■ Short task:
Copy out the lines of the entries below verbatim, starting at the line that contains "For the evaluation set, spot each instance of the blurred wing" and continuing through the end of the entries.

[Coordinate annotation entries]
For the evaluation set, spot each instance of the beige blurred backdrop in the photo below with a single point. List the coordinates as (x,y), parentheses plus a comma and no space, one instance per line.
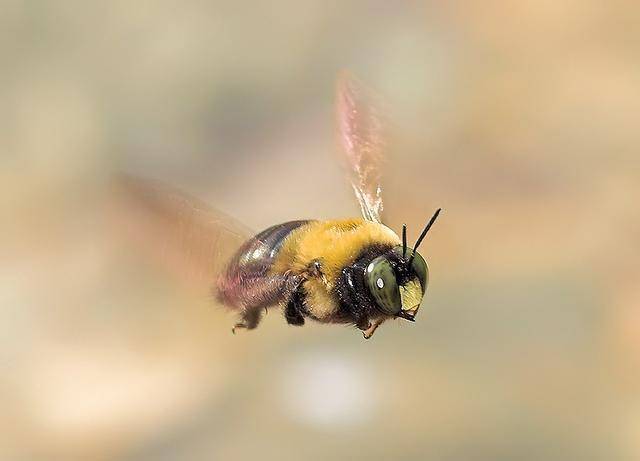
(519,118)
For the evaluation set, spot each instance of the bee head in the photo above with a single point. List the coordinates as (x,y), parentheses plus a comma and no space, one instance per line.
(397,279)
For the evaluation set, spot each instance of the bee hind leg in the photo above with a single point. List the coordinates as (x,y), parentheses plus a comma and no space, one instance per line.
(294,310)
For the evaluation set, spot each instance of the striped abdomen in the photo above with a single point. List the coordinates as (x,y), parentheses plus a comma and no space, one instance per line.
(247,281)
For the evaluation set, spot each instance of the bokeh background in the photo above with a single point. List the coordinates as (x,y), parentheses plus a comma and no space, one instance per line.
(519,118)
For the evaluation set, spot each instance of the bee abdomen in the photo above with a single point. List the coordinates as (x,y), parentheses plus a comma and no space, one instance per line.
(246,281)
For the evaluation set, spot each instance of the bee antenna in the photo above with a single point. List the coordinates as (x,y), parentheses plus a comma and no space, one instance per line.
(423,235)
(404,241)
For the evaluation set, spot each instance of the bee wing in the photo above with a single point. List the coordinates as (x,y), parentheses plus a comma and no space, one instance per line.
(190,239)
(362,142)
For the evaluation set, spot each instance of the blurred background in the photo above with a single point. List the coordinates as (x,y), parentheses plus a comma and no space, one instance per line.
(520,119)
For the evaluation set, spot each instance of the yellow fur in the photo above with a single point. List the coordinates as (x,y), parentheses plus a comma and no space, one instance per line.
(335,244)
(411,296)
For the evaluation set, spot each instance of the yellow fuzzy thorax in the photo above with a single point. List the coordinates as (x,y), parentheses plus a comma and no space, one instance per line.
(335,244)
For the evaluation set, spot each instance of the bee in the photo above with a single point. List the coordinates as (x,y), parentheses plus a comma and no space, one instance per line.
(353,271)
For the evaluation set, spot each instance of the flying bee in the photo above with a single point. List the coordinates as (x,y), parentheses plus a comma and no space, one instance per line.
(350,271)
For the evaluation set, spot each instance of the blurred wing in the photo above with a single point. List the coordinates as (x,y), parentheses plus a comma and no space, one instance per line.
(184,235)
(360,133)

■ Answer in full:
For the evaluation set, spot each instance of the blurred wing in the photo above with a single point. List the coordinates as (x,y), parentheses plus a comma and no space, one instance per line.
(184,235)
(360,133)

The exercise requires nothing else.